### PROBLEM STATEMENT
Copy out every row below word for word, changing nothing.

### DATA TO USE
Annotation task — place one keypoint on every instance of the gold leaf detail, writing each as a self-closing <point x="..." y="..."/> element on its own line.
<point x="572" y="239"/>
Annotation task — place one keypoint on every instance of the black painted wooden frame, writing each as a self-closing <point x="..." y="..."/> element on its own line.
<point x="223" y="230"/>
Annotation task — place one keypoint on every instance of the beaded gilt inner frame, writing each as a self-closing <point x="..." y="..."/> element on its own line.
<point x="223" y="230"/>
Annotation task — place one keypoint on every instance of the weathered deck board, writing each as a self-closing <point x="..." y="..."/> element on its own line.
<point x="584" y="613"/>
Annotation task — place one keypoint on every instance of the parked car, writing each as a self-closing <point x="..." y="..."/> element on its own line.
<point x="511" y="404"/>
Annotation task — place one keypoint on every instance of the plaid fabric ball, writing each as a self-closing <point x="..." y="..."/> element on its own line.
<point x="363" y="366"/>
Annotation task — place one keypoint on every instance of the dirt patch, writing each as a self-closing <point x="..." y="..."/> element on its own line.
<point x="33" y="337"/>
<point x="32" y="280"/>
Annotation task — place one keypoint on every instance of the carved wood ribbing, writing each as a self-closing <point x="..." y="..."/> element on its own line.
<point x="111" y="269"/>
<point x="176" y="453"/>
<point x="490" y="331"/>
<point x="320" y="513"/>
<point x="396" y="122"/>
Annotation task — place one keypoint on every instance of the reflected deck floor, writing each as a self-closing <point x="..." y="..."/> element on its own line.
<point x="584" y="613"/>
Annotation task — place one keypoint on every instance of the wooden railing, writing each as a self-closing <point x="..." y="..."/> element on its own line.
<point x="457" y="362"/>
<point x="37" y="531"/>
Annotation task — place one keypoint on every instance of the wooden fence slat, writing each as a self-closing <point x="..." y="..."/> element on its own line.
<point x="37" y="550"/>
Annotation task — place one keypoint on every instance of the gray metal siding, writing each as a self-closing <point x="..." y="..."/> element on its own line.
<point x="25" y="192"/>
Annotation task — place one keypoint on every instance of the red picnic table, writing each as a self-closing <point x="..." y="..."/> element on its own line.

### CORRECT RESPONSE
Annotation task — place one keypoint on every instance of the gold leaf detail, writing each as a self-closing <point x="..." y="..."/> element on its own line.
<point x="572" y="239"/>
Annotation task — place one keypoint on every instance of the black painted wooden frame, writing each as a self-closing <point x="..." y="..."/> element on its own line.
<point x="223" y="230"/>
Annotation task — place one keypoint on every instance of the beaded gilt inner frame, writing each as a self-closing <point x="..." y="..."/> element on its own line.
<point x="223" y="230"/>
Annotation task — place one keypoint on every instance of the weathered deck board, writing each as a self-closing <point x="..." y="..."/> element on its own line.
<point x="584" y="613"/>
Annotation task — place one keypoint on every instance of the parked car, writing each as a self-closing <point x="..." y="..."/> element on its own line.
<point x="511" y="404"/>
Annotation task — place one keypoint on every instance of the plaid fabric ball, writing each as a self-closing <point x="..." y="..."/> element on its own line.
<point x="363" y="366"/>
Annotation task — place one keypoint on every instance of the dirt patch, writing each as a self-closing <point x="..." y="..."/> element on its own line.
<point x="33" y="337"/>
<point x="32" y="280"/>
Annotation task — place one keypoint on every instance of the carved wood ribbing, writing each as a self-closing <point x="..." y="..."/> element on its own line.
<point x="111" y="269"/>
<point x="176" y="453"/>
<point x="490" y="331"/>
<point x="320" y="513"/>
<point x="396" y="122"/>
Annotation task — place one keypoint on every instance of the reflected deck floor, writing each as a self-closing <point x="..." y="..."/> element on its own line.
<point x="584" y="613"/>
Annotation task — place one keypoint on every instance of the wooden railing, writing each as a self-closing <point x="..." y="..."/> element on its own line.
<point x="457" y="362"/>
<point x="37" y="531"/>
Annotation task — place one keypoint on every instance of the wooden fence slat, writing each as a self-closing <point x="..." y="..."/> element on its own line.
<point x="37" y="550"/>
Annotation task — place one keypoint on every instance of the gray metal siding, writing each as a self-closing <point x="..." y="..."/> element on its own line.
<point x="25" y="192"/>
Annotation task — place one keypoint on every instance of the red picnic table, writing each as a self-closing <point x="..." y="..."/> element on its own line.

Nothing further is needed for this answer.